*Assignment*
For every line below, set down an identical copy.

─── Data ───

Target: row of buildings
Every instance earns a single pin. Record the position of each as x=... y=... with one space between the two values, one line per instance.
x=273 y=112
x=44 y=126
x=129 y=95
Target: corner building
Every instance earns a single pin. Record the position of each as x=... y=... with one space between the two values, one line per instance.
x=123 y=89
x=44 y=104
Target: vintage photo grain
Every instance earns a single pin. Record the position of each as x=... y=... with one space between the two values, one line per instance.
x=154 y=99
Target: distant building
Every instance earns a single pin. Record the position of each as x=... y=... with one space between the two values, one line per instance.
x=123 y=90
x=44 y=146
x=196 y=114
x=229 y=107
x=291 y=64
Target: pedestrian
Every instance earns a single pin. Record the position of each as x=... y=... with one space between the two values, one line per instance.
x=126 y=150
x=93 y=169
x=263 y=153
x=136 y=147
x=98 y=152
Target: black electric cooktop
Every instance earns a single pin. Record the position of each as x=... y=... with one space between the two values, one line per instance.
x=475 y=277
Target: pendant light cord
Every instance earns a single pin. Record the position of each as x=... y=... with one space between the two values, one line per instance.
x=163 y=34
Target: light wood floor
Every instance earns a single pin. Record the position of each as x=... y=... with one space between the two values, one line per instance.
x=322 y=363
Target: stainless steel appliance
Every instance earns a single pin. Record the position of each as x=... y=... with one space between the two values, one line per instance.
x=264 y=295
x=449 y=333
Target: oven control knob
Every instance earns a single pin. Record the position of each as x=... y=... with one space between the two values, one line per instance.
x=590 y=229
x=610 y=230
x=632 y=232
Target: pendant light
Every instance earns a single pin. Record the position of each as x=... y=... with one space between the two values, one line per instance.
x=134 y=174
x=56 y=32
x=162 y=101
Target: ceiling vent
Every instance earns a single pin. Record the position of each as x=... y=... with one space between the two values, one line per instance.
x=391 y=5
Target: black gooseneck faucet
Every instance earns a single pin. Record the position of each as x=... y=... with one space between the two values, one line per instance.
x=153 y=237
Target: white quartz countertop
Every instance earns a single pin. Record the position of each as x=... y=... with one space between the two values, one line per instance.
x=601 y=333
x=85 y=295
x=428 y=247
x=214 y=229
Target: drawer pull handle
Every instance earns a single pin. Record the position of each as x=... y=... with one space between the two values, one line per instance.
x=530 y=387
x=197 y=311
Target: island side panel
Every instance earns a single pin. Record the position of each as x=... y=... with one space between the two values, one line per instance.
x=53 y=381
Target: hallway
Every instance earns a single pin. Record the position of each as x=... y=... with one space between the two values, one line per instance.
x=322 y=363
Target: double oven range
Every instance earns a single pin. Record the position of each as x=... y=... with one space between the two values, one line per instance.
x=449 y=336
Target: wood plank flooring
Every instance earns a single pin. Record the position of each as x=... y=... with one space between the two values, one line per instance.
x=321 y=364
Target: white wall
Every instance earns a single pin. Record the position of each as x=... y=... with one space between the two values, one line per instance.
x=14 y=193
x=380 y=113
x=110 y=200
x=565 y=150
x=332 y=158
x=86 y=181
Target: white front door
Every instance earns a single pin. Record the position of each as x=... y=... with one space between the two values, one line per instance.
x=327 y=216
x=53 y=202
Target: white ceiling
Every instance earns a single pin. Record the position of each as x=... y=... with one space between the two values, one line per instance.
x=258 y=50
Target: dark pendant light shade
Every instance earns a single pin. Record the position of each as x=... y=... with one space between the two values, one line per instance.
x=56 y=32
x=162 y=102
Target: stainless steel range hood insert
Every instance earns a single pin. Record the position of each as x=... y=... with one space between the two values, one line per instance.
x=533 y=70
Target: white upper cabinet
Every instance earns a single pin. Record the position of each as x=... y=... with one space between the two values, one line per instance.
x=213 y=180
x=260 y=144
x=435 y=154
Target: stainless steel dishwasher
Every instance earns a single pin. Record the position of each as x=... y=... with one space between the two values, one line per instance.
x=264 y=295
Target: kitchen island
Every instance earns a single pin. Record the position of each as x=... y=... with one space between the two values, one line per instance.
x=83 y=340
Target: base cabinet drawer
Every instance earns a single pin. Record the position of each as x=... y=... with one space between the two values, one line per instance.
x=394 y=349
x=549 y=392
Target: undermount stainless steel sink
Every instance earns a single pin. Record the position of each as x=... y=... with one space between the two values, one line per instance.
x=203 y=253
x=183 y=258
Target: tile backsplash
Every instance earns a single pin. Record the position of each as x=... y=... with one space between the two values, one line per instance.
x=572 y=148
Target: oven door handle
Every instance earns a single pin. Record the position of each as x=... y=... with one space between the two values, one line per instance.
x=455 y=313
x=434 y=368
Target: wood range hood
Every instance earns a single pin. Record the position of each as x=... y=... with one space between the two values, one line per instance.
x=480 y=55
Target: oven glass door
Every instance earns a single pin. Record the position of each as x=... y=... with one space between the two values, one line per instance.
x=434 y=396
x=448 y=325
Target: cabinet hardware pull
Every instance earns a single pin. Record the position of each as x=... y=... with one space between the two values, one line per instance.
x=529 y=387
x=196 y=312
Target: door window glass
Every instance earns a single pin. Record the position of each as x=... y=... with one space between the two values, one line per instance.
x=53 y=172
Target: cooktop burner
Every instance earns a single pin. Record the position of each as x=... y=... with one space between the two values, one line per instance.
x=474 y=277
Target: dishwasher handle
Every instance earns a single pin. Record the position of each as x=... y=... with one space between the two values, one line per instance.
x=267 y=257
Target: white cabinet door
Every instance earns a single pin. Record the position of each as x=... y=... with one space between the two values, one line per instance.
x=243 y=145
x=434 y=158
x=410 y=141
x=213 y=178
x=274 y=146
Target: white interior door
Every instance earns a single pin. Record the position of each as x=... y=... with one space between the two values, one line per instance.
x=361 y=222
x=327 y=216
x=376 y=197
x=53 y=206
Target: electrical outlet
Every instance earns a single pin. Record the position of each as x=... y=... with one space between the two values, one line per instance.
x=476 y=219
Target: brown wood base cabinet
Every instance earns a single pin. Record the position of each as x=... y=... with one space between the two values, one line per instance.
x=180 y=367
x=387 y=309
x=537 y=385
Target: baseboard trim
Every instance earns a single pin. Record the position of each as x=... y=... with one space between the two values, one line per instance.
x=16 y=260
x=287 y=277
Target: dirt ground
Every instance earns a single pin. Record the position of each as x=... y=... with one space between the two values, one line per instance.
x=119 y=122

───

*Answer box*
Target: row of buildings
Every instance earns a single pin. Record the position of each as x=... y=... with one space between the two values, one line per instance.
x=273 y=112
x=44 y=126
x=129 y=95
Target: corner building
Every instance earns a single pin. Record the position of each as x=... y=... with one space between the two values, one line per instance.
x=123 y=89
x=44 y=104
Target: vintage photo grain
Every instance earns a single pin. Record the position of each as x=... y=... with one space between the two values, one line per instance.
x=154 y=99
Target: distant building
Every instance earns a single pin. Record the position of each as x=... y=... with one space between the two values, one line per instance.
x=123 y=90
x=44 y=146
x=196 y=114
x=229 y=107
x=291 y=64
Target: pedestrian
Every instance earns a single pin. Record the position of each as x=... y=... with one space between the two values, one line per instance.
x=126 y=150
x=93 y=169
x=263 y=153
x=136 y=147
x=98 y=152
Target: black electric cooktop
Every instance earns a single pin. Record the position of each as x=... y=... with one space between the two values, one line per instance.
x=475 y=277
Target: pendant light cord
Every instance earns a single pin. Record the position of each as x=... y=... with one space between the two values, one line per instance.
x=163 y=34
Target: light wood floor
Every instance earns a single pin. Record the position of each as x=... y=... with one space between the two values, one line per instance.
x=322 y=363
Target: stainless steel appliance
Every instance earns a single pin. Record the position of each as x=... y=... with one space between the two values, one line per instance.
x=264 y=295
x=449 y=333
Target: oven control knob
Every instance earns a single pin. Record the position of each as x=... y=... with one space between the two values, one line per instance.
x=590 y=229
x=610 y=230
x=632 y=232
Target: pendant light
Every instance earns a single pin. Record the position of each as x=... y=... with one space between the two values, one line per instance.
x=134 y=174
x=56 y=32
x=162 y=101
Target: ceiling vent
Every instance earns a single pin. Record the position of each as x=... y=... with one space between the two values, one line per instance.
x=391 y=5
Target: black gooseneck faucet
Every instance earns a single pin. Record the position of each as x=... y=... with one space between the two values, one line per instance.
x=153 y=237
Target: white quartz countertop
Every instance earns a single pin. Record the position of each as x=... y=... with one space between the two values, one line per instance.
x=601 y=333
x=85 y=295
x=428 y=247
x=214 y=229
Target: drawer pull handle
Every instance earns a single pin. Record the position of each as x=... y=... with one space between the two values, one line per instance.
x=530 y=387
x=197 y=311
Target: island side panel
Every instance earns a single pin. Record the position of each as x=... y=... with one space between the two values, one line per instance.
x=53 y=381
Target: hallway
Every instance earns a single pin. Record the position of each as x=... y=... with one space between the two values, one line per instance.
x=322 y=363
Target: double oven range
Every instance earns a single pin. Record the position of each as x=... y=... with one space between the two values, one line per instance.
x=449 y=336
Target: wood plank flooring
Every instance earns a single pin. Record the position of each as x=... y=... with one space between the two values, one line per instance.
x=321 y=364
Target: white wall
Every instance earns a single pin. Record the position of each as x=... y=... with one space between the two values, one line per instance.
x=14 y=193
x=380 y=113
x=110 y=200
x=565 y=150
x=332 y=158
x=86 y=181
Target: white front door
Every instance earns a single pin. Record the position of each as x=... y=... with one space between the two values, one line per instance.
x=327 y=216
x=53 y=202
Target: white ceiling
Every instance earns a single pin. Record the position of each as x=... y=... with one space between the two values, one line per instance.
x=258 y=50
Target: dark pendant light shade
Every instance earns a single pin. Record the position of each as x=... y=... with one space between the two values, one line per instance.
x=56 y=32
x=162 y=102
Target: stainless steel range hood insert
Every instance earns a single pin. Record the position of each as x=... y=... with one space between the two values, one line per instance.
x=533 y=70
Target: white upper cabinet
Every instance earns a single pin. Record the position of each as x=... y=... with one space between the two values, one line per instance.
x=213 y=180
x=260 y=144
x=435 y=154
Target: stainless steel dishwasher
Every instance earns a single pin. Record the position of each as x=... y=... with one space between the two values, one line per instance.
x=264 y=295
Target: kitchen island
Every instance earns a single pin. Record the position of each as x=... y=... with one space between the two values, one line per instance.
x=83 y=340
Target: base cabinet drawer
Every instance earns a single pin. Record the position of each as x=... y=... with one space between the two values, one line per instance.
x=394 y=349
x=549 y=392
Target: undermount stainless steel sink
Every instance earns a single pin. Record the position of each as x=... y=... with one space between the two values, one line per instance.
x=203 y=253
x=183 y=258
Target: tile backsplash
Every instance earns a single pin. Record the position of each as x=... y=... with one space between the two values, one line per instance.
x=572 y=148
Target: oven door handle
Every instance earns a single pin. Record the position of each as x=... y=... with one space between the two values, one line per instance.
x=455 y=313
x=434 y=368
Target: wood range hood
Every instance earns a single pin. Record the position of each as x=... y=... with one space between the two values, one line per instance.
x=480 y=55
Target: oven glass door
Every instance earns a single pin. Record the position of each as x=... y=... with one space between the two values, one line per instance.
x=434 y=396
x=448 y=325
Target: cabinet hardware pull
Every instance earns a single pin. Record the position of each as x=... y=... with one space between the two values, one line per instance.
x=529 y=387
x=196 y=312
Target: door window glass
Every instance earns a single pin. Record the position of each as x=... y=... with one space between the two values, one line per instance.
x=53 y=172
Target: cooktop burner
Every instance earns a single pin. Record the position of each as x=... y=... with one space between the two values, one line per instance.
x=474 y=277
Target: dishwasher handle
Every instance earns a single pin. Record the position of each as x=... y=... with one space between the two values, one line per instance.
x=267 y=257
Target: white cabinet door
Every instance earns a single pin. Record the position of each as x=... y=... with one space between the two values, one line per instance.
x=243 y=145
x=434 y=158
x=410 y=141
x=213 y=178
x=274 y=146
Target: white interior door
Every instance earns a single pin. Record the position of each as x=... y=... with one space between the two values, one line per instance.
x=361 y=222
x=327 y=216
x=376 y=197
x=53 y=206
Target: electrical outlet
Every instance earns a single pin. Record the position of each as x=... y=... with one space between the two values, one line per instance.
x=476 y=219
Target: brown wood base cabinet
Every instance earns a single pin. Record the position of each as x=... y=... with one space between the two values, one line per instance.
x=180 y=367
x=387 y=309
x=537 y=385
Target: baseboard trim
Every instance earns a single pin. Record the position of each as x=... y=... with one space between the two values, one line per instance.
x=16 y=260
x=287 y=277
Target: dirt ground
Every instance earns a single pin. Record the position of each as x=... y=... with one space between the two values, one line per instance.
x=119 y=122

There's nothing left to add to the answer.